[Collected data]
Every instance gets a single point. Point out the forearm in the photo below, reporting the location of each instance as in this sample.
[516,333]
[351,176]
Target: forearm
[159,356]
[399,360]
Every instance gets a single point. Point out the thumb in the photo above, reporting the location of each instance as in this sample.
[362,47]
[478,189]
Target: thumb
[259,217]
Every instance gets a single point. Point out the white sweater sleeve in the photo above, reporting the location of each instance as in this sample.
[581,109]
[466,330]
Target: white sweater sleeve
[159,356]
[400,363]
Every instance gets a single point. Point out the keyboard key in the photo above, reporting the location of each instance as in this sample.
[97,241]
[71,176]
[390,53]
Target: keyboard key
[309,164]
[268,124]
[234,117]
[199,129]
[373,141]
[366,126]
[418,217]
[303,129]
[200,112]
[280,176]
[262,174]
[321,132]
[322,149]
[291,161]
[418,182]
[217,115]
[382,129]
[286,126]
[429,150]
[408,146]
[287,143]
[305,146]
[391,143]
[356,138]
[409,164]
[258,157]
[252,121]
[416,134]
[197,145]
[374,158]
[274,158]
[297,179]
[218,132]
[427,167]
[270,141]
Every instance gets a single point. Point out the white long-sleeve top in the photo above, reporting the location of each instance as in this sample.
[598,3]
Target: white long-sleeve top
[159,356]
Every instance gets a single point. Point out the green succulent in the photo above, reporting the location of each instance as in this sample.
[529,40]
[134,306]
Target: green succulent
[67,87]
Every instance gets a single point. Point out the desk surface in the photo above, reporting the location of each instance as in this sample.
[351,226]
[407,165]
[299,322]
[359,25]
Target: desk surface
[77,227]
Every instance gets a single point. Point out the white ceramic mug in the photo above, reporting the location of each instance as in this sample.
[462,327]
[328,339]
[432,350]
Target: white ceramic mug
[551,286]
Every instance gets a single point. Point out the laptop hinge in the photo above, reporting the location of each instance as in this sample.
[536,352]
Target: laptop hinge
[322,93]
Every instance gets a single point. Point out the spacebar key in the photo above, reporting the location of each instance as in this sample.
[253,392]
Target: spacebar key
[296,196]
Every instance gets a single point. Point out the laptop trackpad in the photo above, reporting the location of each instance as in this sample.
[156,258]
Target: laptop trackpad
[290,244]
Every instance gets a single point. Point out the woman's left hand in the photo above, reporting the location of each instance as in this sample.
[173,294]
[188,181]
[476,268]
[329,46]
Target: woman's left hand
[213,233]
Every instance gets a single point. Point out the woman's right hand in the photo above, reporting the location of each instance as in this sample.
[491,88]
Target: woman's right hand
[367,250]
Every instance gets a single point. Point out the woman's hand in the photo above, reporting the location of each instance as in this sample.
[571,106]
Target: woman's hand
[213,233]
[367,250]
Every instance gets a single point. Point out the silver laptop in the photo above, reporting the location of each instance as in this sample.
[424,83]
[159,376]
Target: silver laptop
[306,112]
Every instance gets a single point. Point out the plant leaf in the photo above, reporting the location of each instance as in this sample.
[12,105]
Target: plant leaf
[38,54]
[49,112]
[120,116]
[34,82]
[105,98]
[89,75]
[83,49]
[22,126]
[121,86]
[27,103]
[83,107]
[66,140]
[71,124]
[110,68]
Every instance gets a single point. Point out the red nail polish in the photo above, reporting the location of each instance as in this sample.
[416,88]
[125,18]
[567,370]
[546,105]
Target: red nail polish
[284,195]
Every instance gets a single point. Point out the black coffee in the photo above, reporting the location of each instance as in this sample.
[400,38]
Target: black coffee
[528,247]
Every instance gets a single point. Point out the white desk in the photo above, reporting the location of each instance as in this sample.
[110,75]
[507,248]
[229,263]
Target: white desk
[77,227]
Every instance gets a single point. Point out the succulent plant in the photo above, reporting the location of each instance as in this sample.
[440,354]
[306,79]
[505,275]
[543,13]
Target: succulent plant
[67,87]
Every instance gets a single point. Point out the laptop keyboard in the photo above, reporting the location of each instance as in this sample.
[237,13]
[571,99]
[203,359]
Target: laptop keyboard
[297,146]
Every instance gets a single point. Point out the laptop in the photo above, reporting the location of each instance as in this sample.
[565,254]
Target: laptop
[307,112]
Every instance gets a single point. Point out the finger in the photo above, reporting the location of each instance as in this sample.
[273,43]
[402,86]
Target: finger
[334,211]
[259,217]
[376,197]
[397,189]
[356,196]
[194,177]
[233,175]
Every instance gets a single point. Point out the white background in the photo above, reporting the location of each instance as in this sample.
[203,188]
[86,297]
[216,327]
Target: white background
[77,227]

WORK ITEM
Transcribe all of the data exactly, leaving no line out.

TASK SOLUTION
Every instance gets a single point. Point out the forearm in the photo below, reporting the location of each instance as in this sample.
[516,333]
[351,176]
Target: forearm
[159,356]
[399,360]
Every instance gets a single point. Point out the thumb in the photo above, reporting the location of each instance as in this sample.
[362,47]
[478,189]
Target: thumb
[259,217]
Every instance gets a single point. Point out the white sweater sleeve in the photo above, reporting the location of each instance as in this sample.
[581,109]
[466,330]
Target: white sweater sleeve
[159,356]
[400,363]
Every instance gets a single point. Point out the keyboard key in the photo above, reporting the location of each instance as in this sample.
[97,241]
[71,176]
[390,53]
Target: keyboard key
[309,164]
[268,124]
[234,117]
[199,129]
[373,141]
[366,126]
[418,217]
[303,129]
[200,112]
[280,176]
[262,174]
[321,132]
[322,149]
[291,161]
[418,182]
[217,115]
[382,129]
[286,126]
[429,150]
[408,146]
[287,143]
[305,146]
[391,143]
[356,138]
[409,164]
[258,157]
[252,121]
[416,134]
[197,145]
[374,158]
[274,158]
[297,179]
[218,132]
[427,167]
[270,141]
Every instance gets a single point. Point out the white long-sleeve top in the photo above, reporting the location of each instance as in this sample.
[598,3]
Target: white long-sleeve top
[159,356]
Every instance gets a single point. Point out the green succulent in the photo above, reporting the location of each instance as in this sample.
[529,40]
[134,306]
Target: green succulent
[67,87]
Every instance gets a single point. Point out the desk surface in the photo above, reporting the location of each instance as in this sample.
[351,226]
[407,165]
[299,322]
[359,25]
Target: desk surface
[77,227]
Every instance gets a single point. Point out the white ceramic mug in the photo above, reporting the location of each instance as in this sample.
[462,327]
[328,339]
[432,350]
Target: white ceramic mug
[551,286]
Every instance gets a single point. Point out the laptop hinge in the photo above, reporting the location of each instance as in this sample.
[536,352]
Target: laptop hinge
[322,93]
Every instance gets a single point. Point out the spacebar key in the photo above, reporting the location of each instance as in this sample.
[253,392]
Target: spacebar key
[296,196]
Every instance gets a single point. Point out the laptop trackpad in the photo above, reporting the location of each instance as in this sample.
[156,258]
Target: laptop trackpad
[290,244]
Every instance gets a single point. Point out the woman's left hand in the photo above, reporting the location of each instance as in this sample.
[173,294]
[188,181]
[476,268]
[329,46]
Target: woman's left hand
[213,233]
Every instance gets a single point. Point out the woman's right hand in the photo above, reporting the location of each instance as in this sample.
[491,88]
Target: woman's right hand
[367,250]
Every instance gets a single point. Point out the woman's hand in the photo above, reporting the location of each instance as in this sample.
[571,106]
Target: woman's hand
[213,233]
[367,250]
Every instance gets a single point. Point out the silver laptop in the photo above, reporting the location of each instance as in this sample.
[424,83]
[159,376]
Target: silver laptop
[306,112]
Every instance gets a single point. Point out the plant leaf in the photo above, reporting the location of each instance as in this sample.
[12,105]
Target: plant leaf
[38,54]
[49,112]
[120,116]
[34,82]
[105,98]
[89,75]
[83,49]
[22,126]
[121,86]
[27,103]
[83,107]
[66,140]
[71,124]
[110,68]
Every instance gets a single point. Point out the red nail polish in the photo above, reporting the location of each instance as in this sample.
[416,88]
[125,18]
[567,370]
[546,105]
Target: red nail polish
[284,195]
Every instance gets a single point. Point out the black coffee in the photo above, reporting the location of each instance as in this sample.
[400,38]
Target: black coffee
[528,247]
Every instance gets a single point. Point out the white desk in the photo above, reporting the location of each instance as in this sample.
[110,75]
[507,248]
[229,263]
Target: white desk
[77,227]
Every instance gets a single point. Point out the succulent plant in the photo above, reporting the location of each instance as in this sample.
[440,354]
[306,79]
[505,275]
[543,13]
Target: succulent plant
[67,87]
Every instance gets a single point. Point out the laptop keyboard in the photo above, reporting the location of each instance as in this sample.
[237,13]
[571,99]
[203,359]
Target: laptop keyboard
[297,146]
Every instance gets a single point. Point out the laptop in the photo above, reporting the location of each instance as in this sample.
[565,254]
Target: laptop
[307,112]
Every instance gets a single point. Point out the finger in the photo above, reporting the location of each instance as in this sample.
[273,43]
[402,86]
Target: finger
[334,211]
[259,217]
[376,197]
[397,189]
[356,196]
[194,177]
[233,175]
Every instance gets a single point. Point out the white background in the photo above, reporting the location of each instance as in this sample.
[203,188]
[86,297]
[216,327]
Target: white background
[77,227]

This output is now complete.